To do — The answer should hold exactly the lines of the entries below from the one containing "the green leaf in the photo above." through the last line, both included.

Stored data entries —
──────────

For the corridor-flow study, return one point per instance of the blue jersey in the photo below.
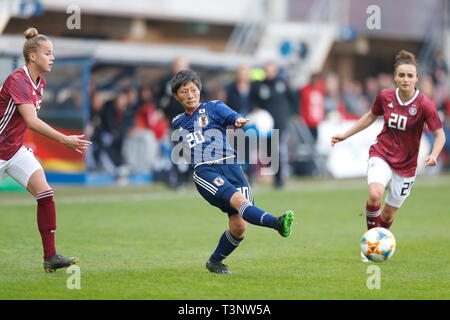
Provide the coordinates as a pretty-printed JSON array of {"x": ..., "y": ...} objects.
[{"x": 204, "y": 134}]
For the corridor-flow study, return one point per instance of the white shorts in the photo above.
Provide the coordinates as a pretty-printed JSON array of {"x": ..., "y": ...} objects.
[
  {"x": 399, "y": 187},
  {"x": 20, "y": 167}
]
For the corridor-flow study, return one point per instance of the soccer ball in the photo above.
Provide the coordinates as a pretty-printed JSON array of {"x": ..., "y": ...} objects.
[{"x": 378, "y": 244}]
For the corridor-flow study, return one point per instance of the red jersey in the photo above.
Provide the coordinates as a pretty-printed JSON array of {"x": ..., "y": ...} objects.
[
  {"x": 17, "y": 89},
  {"x": 399, "y": 141}
]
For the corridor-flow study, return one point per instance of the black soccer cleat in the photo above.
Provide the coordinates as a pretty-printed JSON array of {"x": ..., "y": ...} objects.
[
  {"x": 57, "y": 261},
  {"x": 215, "y": 266}
]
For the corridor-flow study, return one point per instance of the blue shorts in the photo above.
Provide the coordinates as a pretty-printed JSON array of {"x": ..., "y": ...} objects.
[{"x": 218, "y": 182}]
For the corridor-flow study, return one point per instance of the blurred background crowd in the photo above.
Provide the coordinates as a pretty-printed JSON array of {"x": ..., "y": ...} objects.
[{"x": 298, "y": 66}]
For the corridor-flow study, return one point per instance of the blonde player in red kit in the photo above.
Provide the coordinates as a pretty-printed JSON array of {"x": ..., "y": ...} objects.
[
  {"x": 20, "y": 101},
  {"x": 393, "y": 156}
]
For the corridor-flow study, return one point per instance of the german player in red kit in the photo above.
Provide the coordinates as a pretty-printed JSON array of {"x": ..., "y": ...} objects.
[
  {"x": 393, "y": 156},
  {"x": 20, "y": 101}
]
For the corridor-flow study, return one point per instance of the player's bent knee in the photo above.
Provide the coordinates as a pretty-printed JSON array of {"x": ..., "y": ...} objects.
[
  {"x": 37, "y": 183},
  {"x": 238, "y": 226},
  {"x": 237, "y": 200}
]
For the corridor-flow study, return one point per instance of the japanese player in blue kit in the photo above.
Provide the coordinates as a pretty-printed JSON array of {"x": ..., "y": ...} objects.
[{"x": 217, "y": 175}]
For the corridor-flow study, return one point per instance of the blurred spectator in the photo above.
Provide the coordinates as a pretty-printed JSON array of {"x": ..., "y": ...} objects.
[
  {"x": 118, "y": 120},
  {"x": 273, "y": 94},
  {"x": 237, "y": 97},
  {"x": 141, "y": 145},
  {"x": 355, "y": 102},
  {"x": 334, "y": 106},
  {"x": 238, "y": 92},
  {"x": 371, "y": 89},
  {"x": 312, "y": 104},
  {"x": 427, "y": 87},
  {"x": 439, "y": 68},
  {"x": 94, "y": 131}
]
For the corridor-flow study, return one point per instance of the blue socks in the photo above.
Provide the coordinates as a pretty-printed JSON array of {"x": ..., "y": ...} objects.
[
  {"x": 227, "y": 244},
  {"x": 249, "y": 213},
  {"x": 256, "y": 216}
]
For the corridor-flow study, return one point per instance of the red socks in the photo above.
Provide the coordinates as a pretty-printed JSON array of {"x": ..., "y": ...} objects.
[
  {"x": 46, "y": 219},
  {"x": 373, "y": 216}
]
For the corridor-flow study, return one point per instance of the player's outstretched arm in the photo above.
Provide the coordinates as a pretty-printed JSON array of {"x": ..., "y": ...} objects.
[
  {"x": 363, "y": 122},
  {"x": 438, "y": 144},
  {"x": 74, "y": 142}
]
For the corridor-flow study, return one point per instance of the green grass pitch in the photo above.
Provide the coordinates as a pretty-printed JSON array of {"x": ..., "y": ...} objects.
[{"x": 152, "y": 243}]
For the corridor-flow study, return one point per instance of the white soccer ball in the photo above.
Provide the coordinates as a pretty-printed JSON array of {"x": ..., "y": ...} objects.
[{"x": 378, "y": 244}]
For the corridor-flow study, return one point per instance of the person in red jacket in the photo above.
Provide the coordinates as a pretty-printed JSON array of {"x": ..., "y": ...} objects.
[{"x": 312, "y": 104}]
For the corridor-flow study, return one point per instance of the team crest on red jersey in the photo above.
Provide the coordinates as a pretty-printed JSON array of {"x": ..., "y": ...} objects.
[
  {"x": 203, "y": 120},
  {"x": 413, "y": 110}
]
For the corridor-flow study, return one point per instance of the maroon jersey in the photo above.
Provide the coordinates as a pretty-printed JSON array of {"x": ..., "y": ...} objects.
[
  {"x": 399, "y": 141},
  {"x": 17, "y": 89}
]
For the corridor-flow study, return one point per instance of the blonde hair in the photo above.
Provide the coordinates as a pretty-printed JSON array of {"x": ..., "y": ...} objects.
[
  {"x": 405, "y": 57},
  {"x": 32, "y": 43}
]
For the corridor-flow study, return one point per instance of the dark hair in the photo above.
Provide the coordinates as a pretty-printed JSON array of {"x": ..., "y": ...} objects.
[
  {"x": 405, "y": 57},
  {"x": 182, "y": 77}
]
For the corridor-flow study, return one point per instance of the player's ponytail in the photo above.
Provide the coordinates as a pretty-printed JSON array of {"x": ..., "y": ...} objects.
[
  {"x": 33, "y": 38},
  {"x": 405, "y": 57}
]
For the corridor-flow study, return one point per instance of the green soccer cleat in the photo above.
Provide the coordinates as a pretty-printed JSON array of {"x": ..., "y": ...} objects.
[
  {"x": 57, "y": 261},
  {"x": 284, "y": 224},
  {"x": 215, "y": 266}
]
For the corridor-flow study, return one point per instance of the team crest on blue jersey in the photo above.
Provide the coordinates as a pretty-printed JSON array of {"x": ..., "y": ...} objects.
[
  {"x": 218, "y": 181},
  {"x": 203, "y": 120}
]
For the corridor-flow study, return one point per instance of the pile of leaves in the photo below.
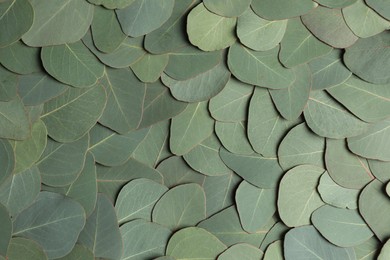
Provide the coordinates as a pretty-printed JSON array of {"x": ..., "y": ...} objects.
[{"x": 187, "y": 129}]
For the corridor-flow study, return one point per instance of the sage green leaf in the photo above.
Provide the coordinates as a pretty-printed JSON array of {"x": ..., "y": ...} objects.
[
  {"x": 241, "y": 251},
  {"x": 181, "y": 206},
  {"x": 266, "y": 129},
  {"x": 205, "y": 159},
  {"x": 259, "y": 68},
  {"x": 53, "y": 19},
  {"x": 188, "y": 62},
  {"x": 281, "y": 9},
  {"x": 335, "y": 3},
  {"x": 143, "y": 240},
  {"x": 16, "y": 18},
  {"x": 61, "y": 163},
  {"x": 298, "y": 197},
  {"x": 190, "y": 128},
  {"x": 291, "y": 101},
  {"x": 209, "y": 31},
  {"x": 106, "y": 30},
  {"x": 101, "y": 232},
  {"x": 175, "y": 171},
  {"x": 28, "y": 151},
  {"x": 171, "y": 35},
  {"x": 320, "y": 19},
  {"x": 137, "y": 199},
  {"x": 79, "y": 252},
  {"x": 38, "y": 88},
  {"x": 231, "y": 104},
  {"x": 129, "y": 51},
  {"x": 346, "y": 168},
  {"x": 201, "y": 87},
  {"x": 125, "y": 95},
  {"x": 369, "y": 102},
  {"x": 255, "y": 206},
  {"x": 228, "y": 8},
  {"x": 374, "y": 207},
  {"x": 259, "y": 34},
  {"x": 226, "y": 226},
  {"x": 342, "y": 227},
  {"x": 158, "y": 105},
  {"x": 112, "y": 149},
  {"x": 301, "y": 146},
  {"x": 328, "y": 118},
  {"x": 23, "y": 248},
  {"x": 220, "y": 191},
  {"x": 233, "y": 137},
  {"x": 150, "y": 66},
  {"x": 380, "y": 6},
  {"x": 6, "y": 229},
  {"x": 21, "y": 58},
  {"x": 111, "y": 179},
  {"x": 144, "y": 16},
  {"x": 306, "y": 243},
  {"x": 374, "y": 143},
  {"x": 299, "y": 46},
  {"x": 367, "y": 58},
  {"x": 8, "y": 84},
  {"x": 328, "y": 70},
  {"x": 336, "y": 195},
  {"x": 274, "y": 251},
  {"x": 194, "y": 243},
  {"x": 20, "y": 190},
  {"x": 258, "y": 170},
  {"x": 372, "y": 23},
  {"x": 14, "y": 122},
  {"x": 71, "y": 115},
  {"x": 7, "y": 160},
  {"x": 59, "y": 218},
  {"x": 72, "y": 64}
]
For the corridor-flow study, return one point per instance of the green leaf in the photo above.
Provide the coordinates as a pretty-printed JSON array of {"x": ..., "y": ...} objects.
[
  {"x": 374, "y": 207},
  {"x": 190, "y": 128},
  {"x": 301, "y": 146},
  {"x": 61, "y": 163},
  {"x": 143, "y": 16},
  {"x": 181, "y": 206},
  {"x": 306, "y": 243},
  {"x": 201, "y": 87},
  {"x": 320, "y": 19},
  {"x": 374, "y": 143},
  {"x": 241, "y": 251},
  {"x": 58, "y": 217},
  {"x": 258, "y": 170},
  {"x": 298, "y": 197},
  {"x": 194, "y": 243},
  {"x": 230, "y": 105},
  {"x": 101, "y": 232},
  {"x": 22, "y": 248},
  {"x": 137, "y": 199},
  {"x": 71, "y": 115},
  {"x": 342, "y": 227},
  {"x": 53, "y": 20},
  {"x": 72, "y": 64},
  {"x": 255, "y": 206},
  {"x": 16, "y": 18},
  {"x": 259, "y": 68},
  {"x": 209, "y": 31},
  {"x": 346, "y": 168},
  {"x": 328, "y": 118},
  {"x": 299, "y": 46},
  {"x": 281, "y": 9},
  {"x": 144, "y": 240}
]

──────────

Reply to the exercise —
For the corridor-flow study, return one point per instance of the green leaf in the photo above.
Provide the coordinates as a pretty-printed JSON array of {"x": ..., "y": ...} objects.
[
  {"x": 374, "y": 207},
  {"x": 190, "y": 128},
  {"x": 301, "y": 146},
  {"x": 61, "y": 163},
  {"x": 143, "y": 16},
  {"x": 181, "y": 206},
  {"x": 306, "y": 243},
  {"x": 201, "y": 87},
  {"x": 320, "y": 19},
  {"x": 374, "y": 143},
  {"x": 241, "y": 251},
  {"x": 58, "y": 217},
  {"x": 258, "y": 170},
  {"x": 298, "y": 197},
  {"x": 194, "y": 243},
  {"x": 230, "y": 105},
  {"x": 101, "y": 232},
  {"x": 22, "y": 248},
  {"x": 137, "y": 199},
  {"x": 71, "y": 115},
  {"x": 342, "y": 227},
  {"x": 53, "y": 20},
  {"x": 72, "y": 64},
  {"x": 255, "y": 206},
  {"x": 16, "y": 18},
  {"x": 259, "y": 68},
  {"x": 209, "y": 31},
  {"x": 346, "y": 168},
  {"x": 328, "y": 118},
  {"x": 299, "y": 46},
  {"x": 281, "y": 9},
  {"x": 144, "y": 240}
]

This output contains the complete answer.